**** Dataset excerpts

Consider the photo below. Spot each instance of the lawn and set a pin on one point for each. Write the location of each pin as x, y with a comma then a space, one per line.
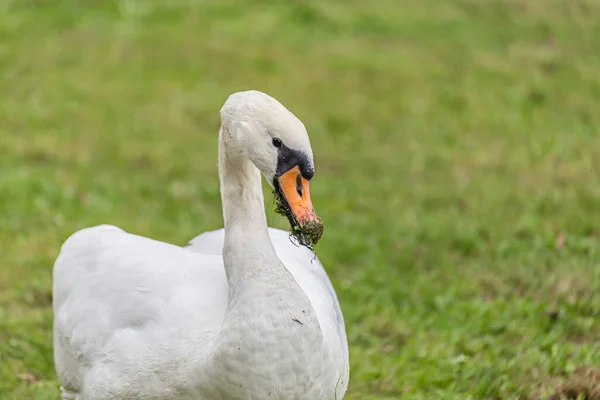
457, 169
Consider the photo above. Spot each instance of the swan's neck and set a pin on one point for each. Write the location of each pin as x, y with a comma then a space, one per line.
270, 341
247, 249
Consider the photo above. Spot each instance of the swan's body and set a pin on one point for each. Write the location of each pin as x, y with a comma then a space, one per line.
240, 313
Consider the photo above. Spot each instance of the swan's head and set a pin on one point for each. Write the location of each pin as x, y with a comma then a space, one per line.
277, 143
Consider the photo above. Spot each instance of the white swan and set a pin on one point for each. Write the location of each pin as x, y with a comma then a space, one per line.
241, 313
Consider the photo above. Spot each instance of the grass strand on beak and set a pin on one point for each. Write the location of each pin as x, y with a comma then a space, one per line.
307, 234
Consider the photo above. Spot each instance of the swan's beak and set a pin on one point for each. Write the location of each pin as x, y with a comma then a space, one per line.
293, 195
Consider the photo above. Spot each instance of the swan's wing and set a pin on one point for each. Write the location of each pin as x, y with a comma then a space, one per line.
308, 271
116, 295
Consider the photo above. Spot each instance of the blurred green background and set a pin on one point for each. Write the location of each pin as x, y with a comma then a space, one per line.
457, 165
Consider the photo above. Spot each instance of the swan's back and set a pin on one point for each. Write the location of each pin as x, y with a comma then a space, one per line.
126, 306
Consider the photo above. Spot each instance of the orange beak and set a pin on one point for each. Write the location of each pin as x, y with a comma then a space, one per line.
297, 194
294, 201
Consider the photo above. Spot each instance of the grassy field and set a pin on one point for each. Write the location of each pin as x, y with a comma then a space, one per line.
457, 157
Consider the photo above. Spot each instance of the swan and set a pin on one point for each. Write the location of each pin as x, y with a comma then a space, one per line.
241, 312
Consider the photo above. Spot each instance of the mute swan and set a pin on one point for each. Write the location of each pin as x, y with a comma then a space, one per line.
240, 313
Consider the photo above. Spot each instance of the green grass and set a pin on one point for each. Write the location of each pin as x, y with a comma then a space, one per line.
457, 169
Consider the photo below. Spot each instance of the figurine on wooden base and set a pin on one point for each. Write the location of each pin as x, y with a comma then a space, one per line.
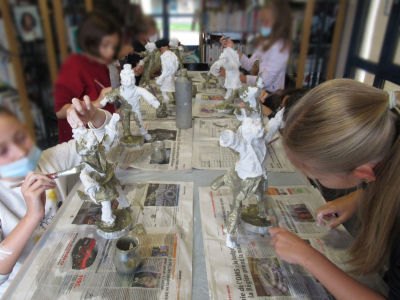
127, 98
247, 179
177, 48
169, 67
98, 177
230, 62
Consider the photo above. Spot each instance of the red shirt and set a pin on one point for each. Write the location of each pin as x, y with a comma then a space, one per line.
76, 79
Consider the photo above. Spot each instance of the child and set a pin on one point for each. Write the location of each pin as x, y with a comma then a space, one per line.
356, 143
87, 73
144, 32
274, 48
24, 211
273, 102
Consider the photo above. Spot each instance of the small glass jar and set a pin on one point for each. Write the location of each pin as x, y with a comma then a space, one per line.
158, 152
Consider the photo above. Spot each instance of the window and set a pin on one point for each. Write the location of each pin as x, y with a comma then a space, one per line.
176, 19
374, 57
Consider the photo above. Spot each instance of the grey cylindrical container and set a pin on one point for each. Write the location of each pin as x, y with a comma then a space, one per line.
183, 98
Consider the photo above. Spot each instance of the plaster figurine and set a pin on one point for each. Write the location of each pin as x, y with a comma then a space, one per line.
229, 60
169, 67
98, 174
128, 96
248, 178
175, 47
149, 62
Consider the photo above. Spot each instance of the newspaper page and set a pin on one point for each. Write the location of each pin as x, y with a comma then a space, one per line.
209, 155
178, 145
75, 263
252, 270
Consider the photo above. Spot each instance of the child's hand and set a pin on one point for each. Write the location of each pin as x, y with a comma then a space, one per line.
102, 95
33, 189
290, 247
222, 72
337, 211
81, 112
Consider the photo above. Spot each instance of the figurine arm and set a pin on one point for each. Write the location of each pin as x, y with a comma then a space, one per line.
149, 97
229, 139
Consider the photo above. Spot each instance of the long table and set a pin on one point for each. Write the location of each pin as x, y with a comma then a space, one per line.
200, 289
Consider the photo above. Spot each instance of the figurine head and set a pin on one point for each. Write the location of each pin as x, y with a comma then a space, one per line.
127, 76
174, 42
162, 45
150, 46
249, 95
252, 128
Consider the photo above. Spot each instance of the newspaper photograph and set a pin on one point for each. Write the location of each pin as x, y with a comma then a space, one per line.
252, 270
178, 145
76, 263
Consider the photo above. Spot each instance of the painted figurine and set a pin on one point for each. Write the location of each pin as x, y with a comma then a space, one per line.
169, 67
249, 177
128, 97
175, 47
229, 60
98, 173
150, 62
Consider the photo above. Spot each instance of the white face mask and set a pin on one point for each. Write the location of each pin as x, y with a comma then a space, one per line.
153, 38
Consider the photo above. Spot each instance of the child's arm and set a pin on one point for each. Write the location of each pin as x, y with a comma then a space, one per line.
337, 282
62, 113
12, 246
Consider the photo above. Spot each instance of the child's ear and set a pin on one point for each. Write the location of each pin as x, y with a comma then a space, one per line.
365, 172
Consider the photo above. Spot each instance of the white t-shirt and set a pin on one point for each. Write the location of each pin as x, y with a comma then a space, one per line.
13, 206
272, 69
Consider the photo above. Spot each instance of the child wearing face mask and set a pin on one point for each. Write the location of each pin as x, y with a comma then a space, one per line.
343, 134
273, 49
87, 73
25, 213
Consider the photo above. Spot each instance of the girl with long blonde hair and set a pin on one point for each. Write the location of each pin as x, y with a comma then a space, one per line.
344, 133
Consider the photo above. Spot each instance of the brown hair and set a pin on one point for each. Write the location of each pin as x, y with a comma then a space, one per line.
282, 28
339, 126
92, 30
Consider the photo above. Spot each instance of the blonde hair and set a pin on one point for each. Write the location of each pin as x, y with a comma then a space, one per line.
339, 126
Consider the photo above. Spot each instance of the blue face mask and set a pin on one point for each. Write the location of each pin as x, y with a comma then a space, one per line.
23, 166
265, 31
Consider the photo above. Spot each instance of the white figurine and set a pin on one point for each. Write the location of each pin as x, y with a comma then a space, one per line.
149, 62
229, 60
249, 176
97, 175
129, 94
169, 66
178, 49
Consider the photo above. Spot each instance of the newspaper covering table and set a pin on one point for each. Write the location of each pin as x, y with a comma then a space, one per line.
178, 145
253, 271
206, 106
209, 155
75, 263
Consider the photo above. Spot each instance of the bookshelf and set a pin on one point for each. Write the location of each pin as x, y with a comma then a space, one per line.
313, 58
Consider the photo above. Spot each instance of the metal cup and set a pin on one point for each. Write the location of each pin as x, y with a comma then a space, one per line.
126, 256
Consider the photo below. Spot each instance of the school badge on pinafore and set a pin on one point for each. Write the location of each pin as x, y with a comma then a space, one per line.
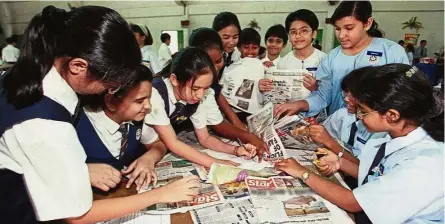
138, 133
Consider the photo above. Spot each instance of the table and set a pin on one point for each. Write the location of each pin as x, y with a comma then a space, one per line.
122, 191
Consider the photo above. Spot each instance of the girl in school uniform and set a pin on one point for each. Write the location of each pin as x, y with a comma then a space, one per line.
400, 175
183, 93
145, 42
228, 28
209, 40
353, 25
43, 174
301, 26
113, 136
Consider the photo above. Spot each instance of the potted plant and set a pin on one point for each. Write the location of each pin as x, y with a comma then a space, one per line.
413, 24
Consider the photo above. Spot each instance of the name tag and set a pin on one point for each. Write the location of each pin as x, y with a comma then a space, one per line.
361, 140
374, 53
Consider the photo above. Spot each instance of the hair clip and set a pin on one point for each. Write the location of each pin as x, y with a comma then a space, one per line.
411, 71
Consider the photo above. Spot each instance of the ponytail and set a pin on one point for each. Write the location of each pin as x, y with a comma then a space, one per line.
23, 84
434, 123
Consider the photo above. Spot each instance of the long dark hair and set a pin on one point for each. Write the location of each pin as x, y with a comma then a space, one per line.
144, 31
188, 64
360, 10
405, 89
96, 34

********
**** Dataset excerpts

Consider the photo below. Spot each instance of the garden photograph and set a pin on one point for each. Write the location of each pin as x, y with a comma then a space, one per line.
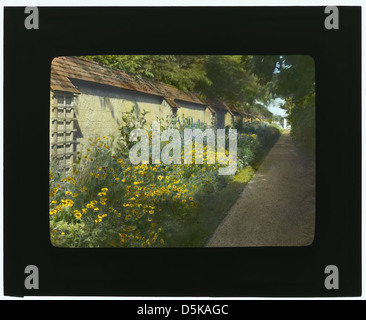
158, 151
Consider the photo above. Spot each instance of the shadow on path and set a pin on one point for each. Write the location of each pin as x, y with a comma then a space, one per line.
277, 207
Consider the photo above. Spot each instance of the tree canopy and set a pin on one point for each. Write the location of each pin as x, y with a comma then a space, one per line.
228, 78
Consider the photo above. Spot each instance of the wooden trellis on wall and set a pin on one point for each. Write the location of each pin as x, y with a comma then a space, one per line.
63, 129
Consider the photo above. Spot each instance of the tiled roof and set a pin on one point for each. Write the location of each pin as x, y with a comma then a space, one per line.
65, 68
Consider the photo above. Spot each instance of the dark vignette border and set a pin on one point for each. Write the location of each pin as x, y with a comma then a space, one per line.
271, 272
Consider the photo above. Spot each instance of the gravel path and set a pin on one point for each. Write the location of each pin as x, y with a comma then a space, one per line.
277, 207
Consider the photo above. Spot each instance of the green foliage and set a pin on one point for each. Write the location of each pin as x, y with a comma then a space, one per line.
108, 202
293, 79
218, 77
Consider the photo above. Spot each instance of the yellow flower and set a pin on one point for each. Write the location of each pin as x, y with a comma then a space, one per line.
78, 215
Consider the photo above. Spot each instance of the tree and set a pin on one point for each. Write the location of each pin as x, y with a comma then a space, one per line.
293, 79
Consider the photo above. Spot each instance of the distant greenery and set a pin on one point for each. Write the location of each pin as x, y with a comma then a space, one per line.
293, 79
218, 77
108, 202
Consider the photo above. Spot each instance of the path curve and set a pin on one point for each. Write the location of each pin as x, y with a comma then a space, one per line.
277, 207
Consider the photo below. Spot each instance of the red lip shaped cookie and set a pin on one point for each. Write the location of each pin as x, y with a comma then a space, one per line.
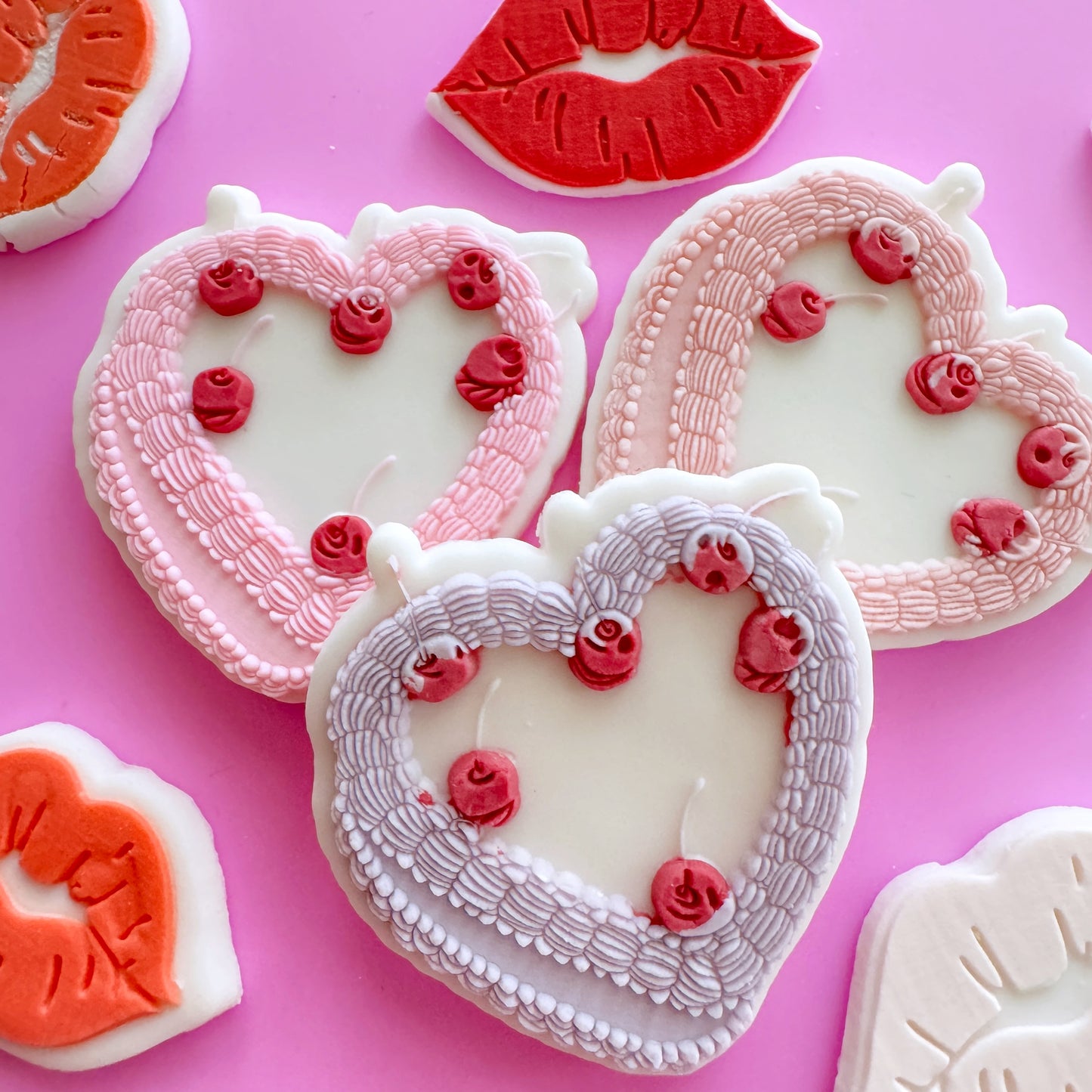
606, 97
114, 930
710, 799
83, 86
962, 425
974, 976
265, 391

********

● Set task
Locate every line in the listing above that contains the word "path", and copy each of those lines in full.

● Final answer
Consider the photo above. Spot each instance of the shadow on path and set a pin on one point for each. Write the location of each pin as x, y with a comma then a space, one per line.
Consider the photo above. Spot each instance of the gravel path and set a pin on one point for each. Write the location of each pin as x, y with a comma then a space, one per line.
Consider the photo above. Spot each instance of the path curve and set a pin on one point for each. Write the location of each pin as x, y with a comma then a space, one per line.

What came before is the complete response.